Extracted records:
==*==

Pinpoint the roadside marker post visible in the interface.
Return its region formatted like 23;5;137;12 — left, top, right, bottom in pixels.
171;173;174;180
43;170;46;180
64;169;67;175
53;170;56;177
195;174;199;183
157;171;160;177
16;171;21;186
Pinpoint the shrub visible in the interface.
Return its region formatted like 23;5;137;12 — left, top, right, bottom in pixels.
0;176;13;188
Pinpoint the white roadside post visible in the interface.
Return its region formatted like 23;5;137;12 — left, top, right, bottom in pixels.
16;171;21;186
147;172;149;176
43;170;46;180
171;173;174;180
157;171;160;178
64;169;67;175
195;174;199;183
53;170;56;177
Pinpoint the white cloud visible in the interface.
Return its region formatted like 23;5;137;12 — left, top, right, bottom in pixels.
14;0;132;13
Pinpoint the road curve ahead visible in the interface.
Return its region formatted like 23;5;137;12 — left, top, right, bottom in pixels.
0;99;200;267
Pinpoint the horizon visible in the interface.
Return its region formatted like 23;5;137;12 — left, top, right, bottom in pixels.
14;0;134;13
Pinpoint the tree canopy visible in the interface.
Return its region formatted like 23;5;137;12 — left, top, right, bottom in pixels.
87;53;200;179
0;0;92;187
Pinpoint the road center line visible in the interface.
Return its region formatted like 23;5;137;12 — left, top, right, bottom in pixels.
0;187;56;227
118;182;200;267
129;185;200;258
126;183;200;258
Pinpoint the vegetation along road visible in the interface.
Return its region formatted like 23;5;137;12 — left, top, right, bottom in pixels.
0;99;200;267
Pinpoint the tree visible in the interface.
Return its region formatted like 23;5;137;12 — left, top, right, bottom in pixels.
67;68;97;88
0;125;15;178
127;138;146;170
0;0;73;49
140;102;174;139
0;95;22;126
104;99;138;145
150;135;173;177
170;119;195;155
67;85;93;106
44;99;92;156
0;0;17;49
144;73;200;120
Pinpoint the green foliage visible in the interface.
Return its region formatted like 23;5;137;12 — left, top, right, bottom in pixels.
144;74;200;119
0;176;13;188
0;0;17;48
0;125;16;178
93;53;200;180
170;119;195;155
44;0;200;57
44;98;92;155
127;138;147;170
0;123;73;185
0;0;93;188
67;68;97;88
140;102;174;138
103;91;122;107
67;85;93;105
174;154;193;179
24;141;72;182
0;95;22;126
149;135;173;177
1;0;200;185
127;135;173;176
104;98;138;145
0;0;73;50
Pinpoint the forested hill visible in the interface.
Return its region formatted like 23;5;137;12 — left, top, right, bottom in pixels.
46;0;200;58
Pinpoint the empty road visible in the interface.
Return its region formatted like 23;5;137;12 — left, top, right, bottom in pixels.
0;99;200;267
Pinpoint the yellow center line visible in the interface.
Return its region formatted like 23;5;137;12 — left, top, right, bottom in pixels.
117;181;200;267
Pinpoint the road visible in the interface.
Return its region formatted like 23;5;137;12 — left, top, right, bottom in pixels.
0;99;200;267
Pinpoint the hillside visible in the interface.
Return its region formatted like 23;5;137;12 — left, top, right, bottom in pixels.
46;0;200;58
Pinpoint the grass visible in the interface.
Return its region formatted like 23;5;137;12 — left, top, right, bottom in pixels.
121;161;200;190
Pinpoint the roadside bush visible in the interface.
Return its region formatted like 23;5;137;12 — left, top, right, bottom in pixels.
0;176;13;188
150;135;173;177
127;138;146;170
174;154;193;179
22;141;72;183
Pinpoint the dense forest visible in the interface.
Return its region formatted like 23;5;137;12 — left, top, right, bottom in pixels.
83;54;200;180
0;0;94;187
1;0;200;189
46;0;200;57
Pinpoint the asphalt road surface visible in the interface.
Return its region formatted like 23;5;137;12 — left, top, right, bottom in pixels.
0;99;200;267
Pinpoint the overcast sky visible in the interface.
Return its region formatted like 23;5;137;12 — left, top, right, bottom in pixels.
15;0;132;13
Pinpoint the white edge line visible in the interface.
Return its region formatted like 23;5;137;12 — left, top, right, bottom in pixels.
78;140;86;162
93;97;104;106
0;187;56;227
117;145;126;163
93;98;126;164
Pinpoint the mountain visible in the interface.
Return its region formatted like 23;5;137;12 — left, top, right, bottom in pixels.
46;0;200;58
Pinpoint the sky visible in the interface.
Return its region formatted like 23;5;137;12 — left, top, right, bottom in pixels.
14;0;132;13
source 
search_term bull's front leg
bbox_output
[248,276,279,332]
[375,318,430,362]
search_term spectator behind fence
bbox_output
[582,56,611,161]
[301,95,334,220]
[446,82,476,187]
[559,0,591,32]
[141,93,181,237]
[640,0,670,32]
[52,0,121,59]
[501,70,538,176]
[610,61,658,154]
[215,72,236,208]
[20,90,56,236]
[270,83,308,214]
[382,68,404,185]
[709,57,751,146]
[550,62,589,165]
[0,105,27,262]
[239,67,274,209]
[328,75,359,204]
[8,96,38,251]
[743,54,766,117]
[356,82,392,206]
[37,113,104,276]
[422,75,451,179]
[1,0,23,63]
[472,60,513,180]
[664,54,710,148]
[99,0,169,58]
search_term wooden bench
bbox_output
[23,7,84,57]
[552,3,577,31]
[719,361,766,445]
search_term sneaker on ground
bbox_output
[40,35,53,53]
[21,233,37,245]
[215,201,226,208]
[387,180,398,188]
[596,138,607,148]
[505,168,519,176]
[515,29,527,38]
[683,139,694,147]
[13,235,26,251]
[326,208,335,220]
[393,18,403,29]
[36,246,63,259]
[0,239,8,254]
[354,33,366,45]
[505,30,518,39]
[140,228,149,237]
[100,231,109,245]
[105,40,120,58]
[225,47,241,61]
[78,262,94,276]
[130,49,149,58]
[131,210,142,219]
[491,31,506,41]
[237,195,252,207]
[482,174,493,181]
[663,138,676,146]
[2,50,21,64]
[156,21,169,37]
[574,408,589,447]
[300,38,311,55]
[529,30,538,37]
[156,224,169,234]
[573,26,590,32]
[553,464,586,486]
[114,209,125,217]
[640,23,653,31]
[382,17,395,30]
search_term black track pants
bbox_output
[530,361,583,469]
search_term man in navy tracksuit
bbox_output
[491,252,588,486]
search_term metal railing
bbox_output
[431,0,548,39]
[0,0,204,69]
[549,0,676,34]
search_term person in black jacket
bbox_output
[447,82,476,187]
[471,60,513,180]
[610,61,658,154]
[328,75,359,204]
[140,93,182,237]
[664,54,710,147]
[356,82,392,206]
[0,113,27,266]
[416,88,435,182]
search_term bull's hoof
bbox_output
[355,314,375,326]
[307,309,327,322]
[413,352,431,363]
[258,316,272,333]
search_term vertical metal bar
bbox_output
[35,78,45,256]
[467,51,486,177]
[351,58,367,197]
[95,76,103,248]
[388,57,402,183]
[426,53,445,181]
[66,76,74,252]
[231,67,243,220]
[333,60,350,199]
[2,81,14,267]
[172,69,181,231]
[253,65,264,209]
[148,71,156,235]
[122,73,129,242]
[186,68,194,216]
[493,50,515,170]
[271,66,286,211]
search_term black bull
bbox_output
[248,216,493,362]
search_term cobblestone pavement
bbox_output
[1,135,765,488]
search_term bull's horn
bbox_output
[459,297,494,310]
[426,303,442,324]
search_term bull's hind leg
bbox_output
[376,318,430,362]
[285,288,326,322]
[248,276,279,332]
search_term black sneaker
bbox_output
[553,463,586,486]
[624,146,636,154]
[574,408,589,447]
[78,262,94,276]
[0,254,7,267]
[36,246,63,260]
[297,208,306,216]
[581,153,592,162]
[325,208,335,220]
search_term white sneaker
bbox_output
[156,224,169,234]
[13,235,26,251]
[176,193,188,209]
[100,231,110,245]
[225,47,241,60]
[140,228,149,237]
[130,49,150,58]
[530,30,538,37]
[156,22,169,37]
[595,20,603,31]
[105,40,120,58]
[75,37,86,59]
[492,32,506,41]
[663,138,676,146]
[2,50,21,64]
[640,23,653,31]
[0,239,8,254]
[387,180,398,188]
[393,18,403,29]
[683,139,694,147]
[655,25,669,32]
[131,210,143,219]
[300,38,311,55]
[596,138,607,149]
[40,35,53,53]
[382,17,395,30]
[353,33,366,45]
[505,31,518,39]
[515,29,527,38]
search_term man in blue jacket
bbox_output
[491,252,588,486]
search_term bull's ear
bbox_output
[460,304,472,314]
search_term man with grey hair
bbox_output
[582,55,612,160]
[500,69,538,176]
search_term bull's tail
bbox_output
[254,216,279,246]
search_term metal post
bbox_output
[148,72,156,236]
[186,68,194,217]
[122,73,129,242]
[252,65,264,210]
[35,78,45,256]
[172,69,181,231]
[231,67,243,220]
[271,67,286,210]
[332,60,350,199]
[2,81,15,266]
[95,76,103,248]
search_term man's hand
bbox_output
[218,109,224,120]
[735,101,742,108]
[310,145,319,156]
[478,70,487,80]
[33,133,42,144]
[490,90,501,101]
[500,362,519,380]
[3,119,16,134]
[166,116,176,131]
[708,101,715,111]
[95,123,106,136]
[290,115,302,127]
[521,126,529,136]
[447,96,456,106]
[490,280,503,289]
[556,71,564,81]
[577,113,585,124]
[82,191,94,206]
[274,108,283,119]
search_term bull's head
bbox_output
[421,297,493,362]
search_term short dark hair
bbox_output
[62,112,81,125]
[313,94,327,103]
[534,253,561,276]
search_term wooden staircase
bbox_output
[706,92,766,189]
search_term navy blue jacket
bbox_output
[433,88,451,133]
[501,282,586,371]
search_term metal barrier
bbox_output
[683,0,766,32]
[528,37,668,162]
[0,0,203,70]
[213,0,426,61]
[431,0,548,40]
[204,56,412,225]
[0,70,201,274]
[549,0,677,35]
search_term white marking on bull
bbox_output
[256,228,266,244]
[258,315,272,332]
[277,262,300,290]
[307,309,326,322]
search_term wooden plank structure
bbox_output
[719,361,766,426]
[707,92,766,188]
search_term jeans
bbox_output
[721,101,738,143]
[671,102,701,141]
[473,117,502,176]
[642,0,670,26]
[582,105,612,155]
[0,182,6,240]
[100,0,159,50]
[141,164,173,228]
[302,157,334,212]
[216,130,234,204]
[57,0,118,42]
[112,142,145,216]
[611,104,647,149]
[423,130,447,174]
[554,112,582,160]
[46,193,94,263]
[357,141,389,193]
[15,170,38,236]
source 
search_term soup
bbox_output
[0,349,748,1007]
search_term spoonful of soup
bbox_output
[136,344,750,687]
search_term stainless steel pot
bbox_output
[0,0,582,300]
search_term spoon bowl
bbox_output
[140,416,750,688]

==*==

__THE PROBLEM__. Check each line of the records for "soup" and copy the ones that contain it.

__SOLUTION__.
search_term soup
search_term spoonful of soup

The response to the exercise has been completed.